## Aim of the task
Check every line in the records below for the word "bowl" and report how many have it, nothing more.

## Information shown

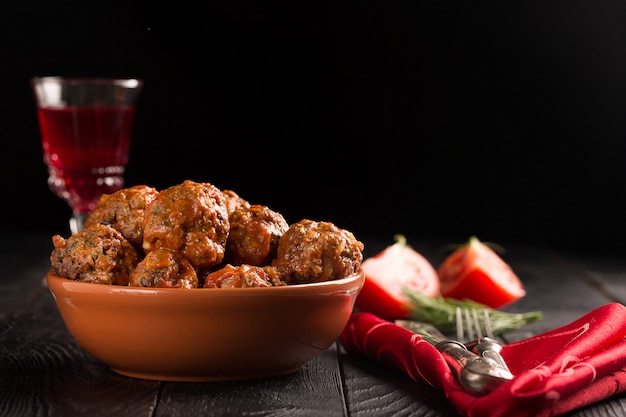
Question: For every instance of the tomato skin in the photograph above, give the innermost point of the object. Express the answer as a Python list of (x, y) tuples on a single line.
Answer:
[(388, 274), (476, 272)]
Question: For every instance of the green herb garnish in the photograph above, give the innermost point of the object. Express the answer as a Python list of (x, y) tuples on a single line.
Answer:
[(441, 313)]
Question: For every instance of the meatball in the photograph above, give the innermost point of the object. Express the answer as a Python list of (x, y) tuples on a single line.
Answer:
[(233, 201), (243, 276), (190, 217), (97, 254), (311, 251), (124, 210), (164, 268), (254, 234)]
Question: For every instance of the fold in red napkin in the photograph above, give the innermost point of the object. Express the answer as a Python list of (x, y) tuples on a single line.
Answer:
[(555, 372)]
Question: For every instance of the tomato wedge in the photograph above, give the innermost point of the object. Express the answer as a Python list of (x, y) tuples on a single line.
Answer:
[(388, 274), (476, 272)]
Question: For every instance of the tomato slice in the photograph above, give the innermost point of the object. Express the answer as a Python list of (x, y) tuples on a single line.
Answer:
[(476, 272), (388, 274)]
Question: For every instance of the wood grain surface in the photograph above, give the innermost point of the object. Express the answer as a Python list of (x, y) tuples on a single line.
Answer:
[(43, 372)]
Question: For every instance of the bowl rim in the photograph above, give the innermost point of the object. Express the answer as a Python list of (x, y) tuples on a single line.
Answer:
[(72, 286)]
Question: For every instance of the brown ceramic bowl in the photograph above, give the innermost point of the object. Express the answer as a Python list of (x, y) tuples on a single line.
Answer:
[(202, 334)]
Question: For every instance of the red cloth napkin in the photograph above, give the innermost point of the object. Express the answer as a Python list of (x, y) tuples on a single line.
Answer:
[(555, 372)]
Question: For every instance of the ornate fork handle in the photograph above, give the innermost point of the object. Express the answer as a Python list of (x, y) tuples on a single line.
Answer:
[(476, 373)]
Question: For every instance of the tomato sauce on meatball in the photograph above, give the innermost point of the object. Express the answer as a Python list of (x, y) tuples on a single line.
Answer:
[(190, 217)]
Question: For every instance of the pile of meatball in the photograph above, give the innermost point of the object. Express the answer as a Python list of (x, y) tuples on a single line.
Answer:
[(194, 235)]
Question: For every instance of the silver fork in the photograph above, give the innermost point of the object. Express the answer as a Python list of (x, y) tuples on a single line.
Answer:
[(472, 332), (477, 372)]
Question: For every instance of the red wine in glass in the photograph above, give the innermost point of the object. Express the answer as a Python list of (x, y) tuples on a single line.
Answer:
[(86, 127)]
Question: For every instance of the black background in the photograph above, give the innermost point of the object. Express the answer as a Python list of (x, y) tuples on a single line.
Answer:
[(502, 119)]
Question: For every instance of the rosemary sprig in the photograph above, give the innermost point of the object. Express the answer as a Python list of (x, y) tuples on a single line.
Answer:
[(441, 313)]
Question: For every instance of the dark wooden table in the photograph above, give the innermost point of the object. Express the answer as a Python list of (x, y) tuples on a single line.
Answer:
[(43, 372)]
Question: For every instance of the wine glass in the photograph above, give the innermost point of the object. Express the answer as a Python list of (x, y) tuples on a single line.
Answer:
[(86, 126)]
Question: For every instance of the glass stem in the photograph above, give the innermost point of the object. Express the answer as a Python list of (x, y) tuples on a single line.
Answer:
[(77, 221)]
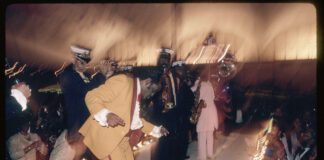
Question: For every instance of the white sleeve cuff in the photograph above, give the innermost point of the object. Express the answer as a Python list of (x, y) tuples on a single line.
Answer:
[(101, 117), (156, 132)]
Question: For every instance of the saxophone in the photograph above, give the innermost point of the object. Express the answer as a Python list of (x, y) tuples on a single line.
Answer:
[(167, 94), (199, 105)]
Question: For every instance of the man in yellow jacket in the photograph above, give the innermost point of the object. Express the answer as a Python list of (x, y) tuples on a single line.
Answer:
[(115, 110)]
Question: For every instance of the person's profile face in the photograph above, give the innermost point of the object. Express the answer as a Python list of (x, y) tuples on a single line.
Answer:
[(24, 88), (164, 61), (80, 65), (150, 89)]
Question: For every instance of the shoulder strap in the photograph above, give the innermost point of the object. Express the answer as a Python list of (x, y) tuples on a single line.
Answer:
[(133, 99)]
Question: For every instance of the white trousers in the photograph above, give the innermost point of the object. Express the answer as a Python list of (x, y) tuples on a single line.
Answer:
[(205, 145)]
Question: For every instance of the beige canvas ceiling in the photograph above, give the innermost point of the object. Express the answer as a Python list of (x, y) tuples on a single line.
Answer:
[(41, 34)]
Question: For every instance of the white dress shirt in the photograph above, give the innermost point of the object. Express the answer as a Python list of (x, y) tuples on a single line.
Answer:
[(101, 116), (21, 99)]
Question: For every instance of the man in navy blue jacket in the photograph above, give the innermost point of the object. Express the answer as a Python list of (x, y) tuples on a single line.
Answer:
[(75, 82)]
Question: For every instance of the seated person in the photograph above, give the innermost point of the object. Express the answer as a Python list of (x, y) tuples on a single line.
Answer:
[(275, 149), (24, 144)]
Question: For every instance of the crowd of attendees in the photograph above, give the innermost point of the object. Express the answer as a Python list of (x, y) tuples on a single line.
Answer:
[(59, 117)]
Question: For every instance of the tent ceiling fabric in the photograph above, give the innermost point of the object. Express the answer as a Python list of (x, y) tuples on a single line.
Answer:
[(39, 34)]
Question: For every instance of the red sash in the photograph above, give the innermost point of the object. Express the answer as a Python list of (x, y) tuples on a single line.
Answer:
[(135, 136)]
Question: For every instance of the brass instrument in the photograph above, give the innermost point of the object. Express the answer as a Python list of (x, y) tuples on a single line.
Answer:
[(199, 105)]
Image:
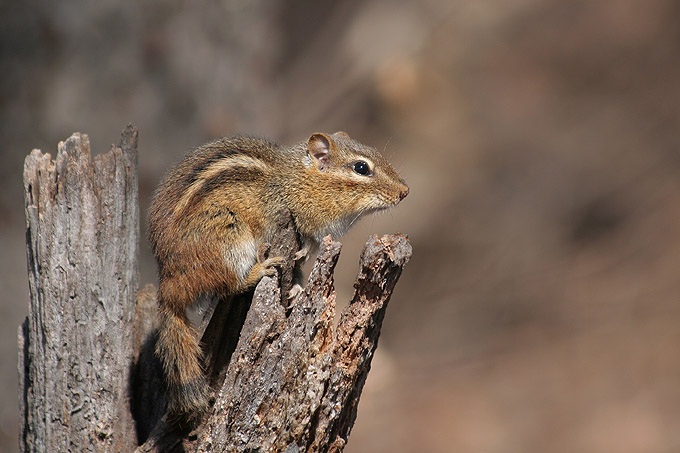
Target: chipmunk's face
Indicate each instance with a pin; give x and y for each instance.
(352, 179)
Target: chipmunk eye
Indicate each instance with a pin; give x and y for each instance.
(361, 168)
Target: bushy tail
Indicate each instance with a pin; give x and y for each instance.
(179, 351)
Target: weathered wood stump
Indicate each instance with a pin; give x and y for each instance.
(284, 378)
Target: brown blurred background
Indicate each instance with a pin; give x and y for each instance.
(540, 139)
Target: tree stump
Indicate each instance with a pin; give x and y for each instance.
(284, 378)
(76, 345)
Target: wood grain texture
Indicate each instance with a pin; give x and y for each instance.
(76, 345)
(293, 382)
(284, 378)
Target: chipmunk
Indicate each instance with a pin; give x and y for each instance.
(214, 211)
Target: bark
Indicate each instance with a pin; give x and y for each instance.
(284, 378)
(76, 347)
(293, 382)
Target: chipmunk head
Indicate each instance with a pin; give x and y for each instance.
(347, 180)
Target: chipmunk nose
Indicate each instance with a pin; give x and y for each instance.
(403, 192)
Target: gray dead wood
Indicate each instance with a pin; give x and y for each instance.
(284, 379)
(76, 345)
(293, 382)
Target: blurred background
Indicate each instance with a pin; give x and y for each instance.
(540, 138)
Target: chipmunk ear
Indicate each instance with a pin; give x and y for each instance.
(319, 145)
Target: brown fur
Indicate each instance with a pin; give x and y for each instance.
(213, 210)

## Solution to the exercise
2